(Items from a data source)
____________
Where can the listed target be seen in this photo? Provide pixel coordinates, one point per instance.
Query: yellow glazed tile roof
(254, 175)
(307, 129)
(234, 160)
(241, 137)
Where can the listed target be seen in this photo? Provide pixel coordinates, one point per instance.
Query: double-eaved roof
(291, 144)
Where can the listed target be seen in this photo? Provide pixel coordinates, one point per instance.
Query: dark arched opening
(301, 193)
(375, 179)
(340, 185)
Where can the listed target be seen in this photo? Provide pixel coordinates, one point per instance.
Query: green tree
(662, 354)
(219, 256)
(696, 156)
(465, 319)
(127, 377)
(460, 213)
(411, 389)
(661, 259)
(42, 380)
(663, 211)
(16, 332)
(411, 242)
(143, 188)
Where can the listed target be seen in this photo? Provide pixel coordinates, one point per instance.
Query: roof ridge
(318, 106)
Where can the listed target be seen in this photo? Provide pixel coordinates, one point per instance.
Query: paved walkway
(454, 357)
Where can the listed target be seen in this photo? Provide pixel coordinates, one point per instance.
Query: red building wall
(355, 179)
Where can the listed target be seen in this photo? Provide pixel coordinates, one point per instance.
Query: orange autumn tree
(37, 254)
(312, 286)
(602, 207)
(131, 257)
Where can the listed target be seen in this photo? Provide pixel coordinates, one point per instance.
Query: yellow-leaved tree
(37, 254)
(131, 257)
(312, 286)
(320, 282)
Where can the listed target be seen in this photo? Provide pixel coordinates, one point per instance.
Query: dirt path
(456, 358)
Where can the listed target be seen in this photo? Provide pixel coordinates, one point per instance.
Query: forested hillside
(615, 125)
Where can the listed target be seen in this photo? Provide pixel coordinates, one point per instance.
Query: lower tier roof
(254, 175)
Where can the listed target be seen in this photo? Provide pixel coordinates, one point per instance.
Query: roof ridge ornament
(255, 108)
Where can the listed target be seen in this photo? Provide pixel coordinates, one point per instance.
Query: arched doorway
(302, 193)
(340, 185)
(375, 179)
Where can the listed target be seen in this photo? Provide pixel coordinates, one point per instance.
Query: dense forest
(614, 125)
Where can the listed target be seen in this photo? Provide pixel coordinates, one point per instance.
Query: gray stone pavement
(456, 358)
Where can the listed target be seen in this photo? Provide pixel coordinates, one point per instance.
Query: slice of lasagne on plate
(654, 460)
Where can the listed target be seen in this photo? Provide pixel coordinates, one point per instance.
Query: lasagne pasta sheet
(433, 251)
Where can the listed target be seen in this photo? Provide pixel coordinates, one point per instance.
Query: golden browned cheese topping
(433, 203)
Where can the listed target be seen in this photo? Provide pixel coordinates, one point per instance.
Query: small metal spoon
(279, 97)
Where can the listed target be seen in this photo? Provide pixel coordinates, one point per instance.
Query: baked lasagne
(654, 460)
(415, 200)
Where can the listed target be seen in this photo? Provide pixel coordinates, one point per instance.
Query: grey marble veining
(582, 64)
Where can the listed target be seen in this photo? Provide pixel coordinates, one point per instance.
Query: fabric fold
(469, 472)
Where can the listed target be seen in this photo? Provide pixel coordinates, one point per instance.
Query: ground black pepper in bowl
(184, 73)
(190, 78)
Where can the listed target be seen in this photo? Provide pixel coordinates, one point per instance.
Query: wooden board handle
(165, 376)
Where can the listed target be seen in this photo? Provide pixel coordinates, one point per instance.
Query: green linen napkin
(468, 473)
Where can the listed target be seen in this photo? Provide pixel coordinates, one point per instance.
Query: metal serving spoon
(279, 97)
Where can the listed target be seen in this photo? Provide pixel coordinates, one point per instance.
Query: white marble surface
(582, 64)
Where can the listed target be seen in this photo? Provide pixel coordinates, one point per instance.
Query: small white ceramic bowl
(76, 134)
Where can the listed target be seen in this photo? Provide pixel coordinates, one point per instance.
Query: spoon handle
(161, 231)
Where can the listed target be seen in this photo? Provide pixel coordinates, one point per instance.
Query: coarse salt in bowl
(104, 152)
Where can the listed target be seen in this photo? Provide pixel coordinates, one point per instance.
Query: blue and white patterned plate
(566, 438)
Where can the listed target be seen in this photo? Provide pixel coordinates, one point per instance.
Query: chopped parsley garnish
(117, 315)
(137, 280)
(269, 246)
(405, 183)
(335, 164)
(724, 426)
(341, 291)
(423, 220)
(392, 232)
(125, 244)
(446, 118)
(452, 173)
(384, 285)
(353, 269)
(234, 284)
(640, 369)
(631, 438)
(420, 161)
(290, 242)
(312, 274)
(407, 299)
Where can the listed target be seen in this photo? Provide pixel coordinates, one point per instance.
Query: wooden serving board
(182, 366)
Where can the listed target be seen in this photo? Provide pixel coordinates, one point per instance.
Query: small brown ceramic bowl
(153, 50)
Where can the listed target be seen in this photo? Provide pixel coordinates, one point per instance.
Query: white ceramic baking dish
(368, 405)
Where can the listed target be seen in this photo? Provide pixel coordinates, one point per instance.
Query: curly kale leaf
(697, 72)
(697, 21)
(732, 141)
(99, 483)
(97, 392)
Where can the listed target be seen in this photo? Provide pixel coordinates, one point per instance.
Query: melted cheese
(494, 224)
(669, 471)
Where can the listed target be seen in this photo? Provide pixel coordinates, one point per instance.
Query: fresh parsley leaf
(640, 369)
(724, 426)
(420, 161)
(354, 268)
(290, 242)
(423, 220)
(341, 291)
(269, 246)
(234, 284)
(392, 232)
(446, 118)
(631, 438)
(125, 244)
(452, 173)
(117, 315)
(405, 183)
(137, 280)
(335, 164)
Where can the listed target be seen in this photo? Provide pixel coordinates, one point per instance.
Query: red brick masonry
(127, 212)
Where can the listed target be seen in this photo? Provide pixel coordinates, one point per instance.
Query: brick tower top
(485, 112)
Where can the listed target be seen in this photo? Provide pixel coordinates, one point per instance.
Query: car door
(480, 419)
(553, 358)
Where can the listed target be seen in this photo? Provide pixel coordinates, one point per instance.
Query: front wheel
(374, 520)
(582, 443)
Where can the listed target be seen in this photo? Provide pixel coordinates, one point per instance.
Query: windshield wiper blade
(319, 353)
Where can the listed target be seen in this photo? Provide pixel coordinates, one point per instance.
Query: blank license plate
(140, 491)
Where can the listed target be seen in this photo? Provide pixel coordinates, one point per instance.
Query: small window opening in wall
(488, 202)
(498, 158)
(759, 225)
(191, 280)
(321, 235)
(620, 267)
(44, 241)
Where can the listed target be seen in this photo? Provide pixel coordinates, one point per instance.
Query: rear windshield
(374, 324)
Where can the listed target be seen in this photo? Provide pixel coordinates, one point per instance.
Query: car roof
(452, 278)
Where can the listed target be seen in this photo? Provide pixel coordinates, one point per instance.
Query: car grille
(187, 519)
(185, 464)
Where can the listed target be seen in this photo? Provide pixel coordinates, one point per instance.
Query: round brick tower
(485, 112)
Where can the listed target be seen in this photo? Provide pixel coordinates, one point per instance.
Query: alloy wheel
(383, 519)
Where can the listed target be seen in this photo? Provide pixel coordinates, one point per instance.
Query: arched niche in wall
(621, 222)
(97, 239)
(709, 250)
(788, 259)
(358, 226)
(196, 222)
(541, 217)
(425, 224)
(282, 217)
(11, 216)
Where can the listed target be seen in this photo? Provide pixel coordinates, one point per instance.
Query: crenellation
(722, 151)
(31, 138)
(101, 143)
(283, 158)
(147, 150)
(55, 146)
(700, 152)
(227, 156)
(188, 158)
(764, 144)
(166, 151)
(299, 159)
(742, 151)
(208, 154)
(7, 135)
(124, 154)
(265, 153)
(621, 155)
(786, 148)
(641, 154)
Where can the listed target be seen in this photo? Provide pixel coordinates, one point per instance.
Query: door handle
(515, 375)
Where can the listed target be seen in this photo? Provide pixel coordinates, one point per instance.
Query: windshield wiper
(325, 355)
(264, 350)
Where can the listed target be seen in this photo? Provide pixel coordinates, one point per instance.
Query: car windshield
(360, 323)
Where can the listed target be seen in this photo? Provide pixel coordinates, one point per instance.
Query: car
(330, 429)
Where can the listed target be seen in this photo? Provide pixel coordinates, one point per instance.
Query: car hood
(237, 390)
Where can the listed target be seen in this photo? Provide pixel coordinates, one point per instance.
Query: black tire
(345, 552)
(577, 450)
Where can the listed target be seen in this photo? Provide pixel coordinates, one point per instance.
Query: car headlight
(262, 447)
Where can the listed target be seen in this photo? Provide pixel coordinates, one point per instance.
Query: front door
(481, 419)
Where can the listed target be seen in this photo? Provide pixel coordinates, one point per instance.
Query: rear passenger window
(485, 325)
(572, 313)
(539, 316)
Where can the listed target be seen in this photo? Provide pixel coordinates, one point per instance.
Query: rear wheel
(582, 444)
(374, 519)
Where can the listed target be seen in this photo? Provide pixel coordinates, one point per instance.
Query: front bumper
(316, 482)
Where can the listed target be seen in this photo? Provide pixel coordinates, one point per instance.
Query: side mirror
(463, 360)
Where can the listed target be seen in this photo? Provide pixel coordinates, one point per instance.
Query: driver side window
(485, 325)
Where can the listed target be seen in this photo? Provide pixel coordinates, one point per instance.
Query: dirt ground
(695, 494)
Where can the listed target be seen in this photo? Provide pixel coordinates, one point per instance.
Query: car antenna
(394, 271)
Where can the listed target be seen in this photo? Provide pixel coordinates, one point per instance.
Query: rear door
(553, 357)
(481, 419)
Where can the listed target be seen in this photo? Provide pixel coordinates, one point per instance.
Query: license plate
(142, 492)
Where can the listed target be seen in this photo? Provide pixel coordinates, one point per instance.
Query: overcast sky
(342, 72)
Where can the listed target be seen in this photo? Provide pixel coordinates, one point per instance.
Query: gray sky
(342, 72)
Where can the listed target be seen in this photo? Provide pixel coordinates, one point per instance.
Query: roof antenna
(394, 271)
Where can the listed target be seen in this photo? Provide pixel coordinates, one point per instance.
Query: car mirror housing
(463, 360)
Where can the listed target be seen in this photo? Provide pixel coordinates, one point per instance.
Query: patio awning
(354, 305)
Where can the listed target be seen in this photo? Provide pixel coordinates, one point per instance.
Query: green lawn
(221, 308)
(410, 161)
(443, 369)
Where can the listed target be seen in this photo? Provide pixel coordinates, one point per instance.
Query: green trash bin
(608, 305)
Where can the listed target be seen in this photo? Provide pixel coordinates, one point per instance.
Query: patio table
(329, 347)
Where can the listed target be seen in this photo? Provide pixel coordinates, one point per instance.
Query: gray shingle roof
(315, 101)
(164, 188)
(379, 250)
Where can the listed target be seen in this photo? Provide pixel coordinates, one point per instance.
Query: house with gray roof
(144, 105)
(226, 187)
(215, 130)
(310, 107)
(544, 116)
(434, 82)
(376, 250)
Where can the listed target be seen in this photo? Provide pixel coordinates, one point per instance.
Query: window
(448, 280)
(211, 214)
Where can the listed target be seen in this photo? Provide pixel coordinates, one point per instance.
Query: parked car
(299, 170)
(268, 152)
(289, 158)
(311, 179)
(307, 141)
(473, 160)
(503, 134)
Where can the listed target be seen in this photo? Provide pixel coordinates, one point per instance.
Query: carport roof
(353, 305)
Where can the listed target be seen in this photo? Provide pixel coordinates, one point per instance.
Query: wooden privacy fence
____________
Written problem
Pull out every line in the records above that contains the string "rear", matching case exactly.

Solution
Query: rear windshield
Query: rear passenger window
Query: rear wheel
Query: rear door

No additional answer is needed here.